• _WORK TASK A_
In the account of the 1977 Forest Hills shooting, which movie had the couple gone to see?
• _WORK TASK B_
Resume the account of the Berkowitz shootings from the point where it stops.

GIVEN PASSAGE START

Neither of these attacks got much press. No one had made a connection between the three shootings in 1976.

That would change on the cold winter night of January 29, 1977 — the day that TV actor Freddy Prinze of the hit series Chico and the Man committed suicide. A young Queens couple went out to Forest Hills on a date to see a movie called Rocky. Afterwards they stopped for a drink at a local pub and then walked quickly to their car, parked on Station Plaza.

They sat in a blue Pontiac Firebird, shivering in the bitter five-degree temperature, waiting for the car to warm up. As they started to snuggle, Berkowitz opened fire, killing the woman, Christine Freund.

February 1, 1977 marked the first story in the tabloids that alluded to the fact that the shootings might be connected. A sketch was shown of the gunman; it looked like the Berkowitz we later came to know. The police now suspected they had a serial killer on their hands.

GIVEN PASSAGE END
LISTED RECORDS START

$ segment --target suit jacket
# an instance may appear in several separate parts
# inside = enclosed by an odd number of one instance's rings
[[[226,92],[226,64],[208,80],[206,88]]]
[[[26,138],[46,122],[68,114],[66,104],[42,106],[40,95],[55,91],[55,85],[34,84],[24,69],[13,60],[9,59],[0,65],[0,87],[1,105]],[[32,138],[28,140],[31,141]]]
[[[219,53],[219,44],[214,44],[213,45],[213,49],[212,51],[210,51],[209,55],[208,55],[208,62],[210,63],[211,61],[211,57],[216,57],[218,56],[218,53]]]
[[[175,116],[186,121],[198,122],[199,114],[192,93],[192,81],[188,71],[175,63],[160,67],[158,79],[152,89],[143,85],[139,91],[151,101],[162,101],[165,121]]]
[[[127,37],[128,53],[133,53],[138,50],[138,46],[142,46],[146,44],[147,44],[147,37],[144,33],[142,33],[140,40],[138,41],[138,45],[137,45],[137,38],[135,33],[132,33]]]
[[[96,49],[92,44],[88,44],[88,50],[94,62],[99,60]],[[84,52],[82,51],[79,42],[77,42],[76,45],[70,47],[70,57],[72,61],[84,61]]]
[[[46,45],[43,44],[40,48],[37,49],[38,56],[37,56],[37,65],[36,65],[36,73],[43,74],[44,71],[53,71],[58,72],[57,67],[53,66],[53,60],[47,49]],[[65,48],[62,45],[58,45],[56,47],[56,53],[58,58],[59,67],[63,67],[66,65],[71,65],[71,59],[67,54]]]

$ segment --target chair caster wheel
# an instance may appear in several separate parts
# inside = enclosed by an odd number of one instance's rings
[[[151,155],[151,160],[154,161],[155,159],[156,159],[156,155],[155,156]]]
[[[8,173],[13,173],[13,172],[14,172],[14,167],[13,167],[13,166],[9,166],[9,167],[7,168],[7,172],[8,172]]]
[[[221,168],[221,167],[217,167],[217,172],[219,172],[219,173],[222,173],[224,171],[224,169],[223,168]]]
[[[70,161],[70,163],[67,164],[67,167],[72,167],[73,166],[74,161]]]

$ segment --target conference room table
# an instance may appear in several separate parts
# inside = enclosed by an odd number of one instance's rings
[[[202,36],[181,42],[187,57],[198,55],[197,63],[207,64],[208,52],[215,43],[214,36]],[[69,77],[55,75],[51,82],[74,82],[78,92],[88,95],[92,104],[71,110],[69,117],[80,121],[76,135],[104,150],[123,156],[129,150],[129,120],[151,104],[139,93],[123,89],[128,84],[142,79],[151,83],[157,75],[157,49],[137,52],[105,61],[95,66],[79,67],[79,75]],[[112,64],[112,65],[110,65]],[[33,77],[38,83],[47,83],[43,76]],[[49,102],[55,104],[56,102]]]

LISTED RECORDS END

• _RESULT A_
Rocky

• _RESULT B_
But this was soon forgotten because on Valentine’s Day 1977 a neo-Nazi nut stormed the Neptune Moving Company in New Rochelle, a town just north of the Bronx, killing five people and himself in an all-day siege.

The local news stations broadcasted live footage of this and the next day’s papers were filled with the horrific tales of Fred Cowan, a thirty-three-year-old man from New Rochelle. He was a bald, hulking six foot, 250-pound weight lifter. He was a self-described Nazi, and a hater of blacks and Jews. In a rage over being suspended from his job at the moving company, he decided to take out his Jewish boss and some of his black coworkers.

For days afterwards the papers and TV news were filled with stories on Cowan. What they all missed was his odd connection to Son of Sam.

On March 8, 1977, the now labeled .44 Caliber Killer took back the headlines by shooting a college student named Virginia Voskerichian as she walked home from the subway to her apartment in Forest Hills. As the gunman approached her, her only defense was her textbooks, with which she covered her face. The bullets tore through her books and found her head. The shooting was two blocks away from the January ambush.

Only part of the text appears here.